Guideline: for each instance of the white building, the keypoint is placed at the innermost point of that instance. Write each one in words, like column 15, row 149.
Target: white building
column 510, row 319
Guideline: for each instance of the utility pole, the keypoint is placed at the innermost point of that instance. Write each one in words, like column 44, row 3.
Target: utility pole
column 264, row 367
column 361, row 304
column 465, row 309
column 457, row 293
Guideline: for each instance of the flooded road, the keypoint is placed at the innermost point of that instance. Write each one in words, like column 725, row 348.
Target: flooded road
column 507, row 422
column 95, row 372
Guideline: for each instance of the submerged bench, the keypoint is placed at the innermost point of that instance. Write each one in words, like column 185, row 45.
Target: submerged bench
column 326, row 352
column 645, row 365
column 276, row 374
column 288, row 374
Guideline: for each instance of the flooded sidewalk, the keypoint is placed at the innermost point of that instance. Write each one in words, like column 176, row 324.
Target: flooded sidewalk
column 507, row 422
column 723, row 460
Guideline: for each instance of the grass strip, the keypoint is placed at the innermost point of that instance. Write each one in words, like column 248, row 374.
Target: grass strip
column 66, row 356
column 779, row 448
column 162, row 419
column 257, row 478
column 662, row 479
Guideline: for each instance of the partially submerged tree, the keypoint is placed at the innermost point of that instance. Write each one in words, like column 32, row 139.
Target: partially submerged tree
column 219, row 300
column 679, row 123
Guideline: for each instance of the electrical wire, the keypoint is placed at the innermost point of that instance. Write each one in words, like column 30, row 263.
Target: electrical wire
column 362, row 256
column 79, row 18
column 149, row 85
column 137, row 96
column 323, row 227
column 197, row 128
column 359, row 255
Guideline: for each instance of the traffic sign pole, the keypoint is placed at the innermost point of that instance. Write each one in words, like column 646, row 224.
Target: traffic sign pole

Exercise instructions — Update the data above by changing every "innermost" to "central" and leaving everything else as it is.

Full solution —
Guideline: for each instance of the white building, the keypoint is placed at the central point of that instance. Write each one in words, like column 15, row 149.
Target: white building
column 510, row 319
Guideline: for each instance of the utility pole, the keypoint is placed at the central point of that instance. Write each one in words, like column 44, row 3.
Target: utility pole
column 264, row 367
column 361, row 304
column 465, row 309
column 457, row 293
Guideline: for each instance of the flooded road, the keypoint is placed at the central point of that instance. Write each one in words, like column 725, row 348.
Target: flooded road
column 507, row 422
column 95, row 372
Guideline: for each instance of the submerged bench, the keypoint is placed at the central point of that instance. Write each one in words, like column 185, row 45.
Target: submerged bench
column 326, row 352
column 645, row 365
column 276, row 374
column 288, row 374
Guideline: for each instance of the flooded sidewalk, the keypoint is placed at the central point of that instance. Write each one in words, like column 176, row 324.
Target: flooded sidewalk
column 507, row 422
column 723, row 460
Guideline: for each instance of the grass strip, the keypoint is placed at the central point of that instance. Write each one in words, like column 248, row 374.
Target: grass strip
column 66, row 356
column 779, row 448
column 162, row 419
column 257, row 478
column 662, row 479
Guideline: for each instance of the partially submerged tree, the keypoint is placed at the central point of that instance. Write each one in words, like column 32, row 139.
Target: partially submerged tree
column 219, row 300
column 679, row 123
Guideline: for each instance of the electrical wire, the keypoint is placed at the central point of that instance. Write each one in words, like column 30, row 263.
Target: electrical wire
column 362, row 256
column 79, row 18
column 149, row 85
column 137, row 96
column 323, row 227
column 197, row 128
column 359, row 255
Guideline: for each instance of the traffic sign pole, the keypoint is placed at the central point of that instance. Write each one in words, like column 646, row 224.
Target: traffic sign pole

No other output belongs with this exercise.